* start *

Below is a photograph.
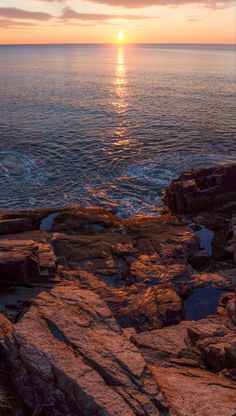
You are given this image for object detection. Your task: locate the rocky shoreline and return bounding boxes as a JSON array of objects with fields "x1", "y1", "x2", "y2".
[{"x1": 0, "y1": 165, "x2": 236, "y2": 416}]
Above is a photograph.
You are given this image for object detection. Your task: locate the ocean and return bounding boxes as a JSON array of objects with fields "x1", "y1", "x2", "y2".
[{"x1": 0, "y1": 45, "x2": 236, "y2": 217}]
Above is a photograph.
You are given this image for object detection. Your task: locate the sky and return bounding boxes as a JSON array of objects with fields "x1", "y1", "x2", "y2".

* end *

◆ What the exercise asks:
Could you retype every one of the rows above word for word, leaving the picture out?

◆ Solution:
Below is a photograph.
You are given this image for object detection. Your task: locate the rocky shoreline and return bounding boxes as a JSON array of objects with fields "x1", "y1", "x2", "y2".
[{"x1": 0, "y1": 165, "x2": 236, "y2": 416}]
Above is a photograph.
You are given this image for object detection. Your task: locate the ocean and return bounding boxes as a JSON array of objects with fields "x1", "y1", "x2", "y2".
[{"x1": 0, "y1": 45, "x2": 236, "y2": 217}]
Above is a photograph.
You are given this image for object detection. Your task: locate the sky and return bounding boxes as a JSON array of objects with fields "x1", "y1", "x2", "y2".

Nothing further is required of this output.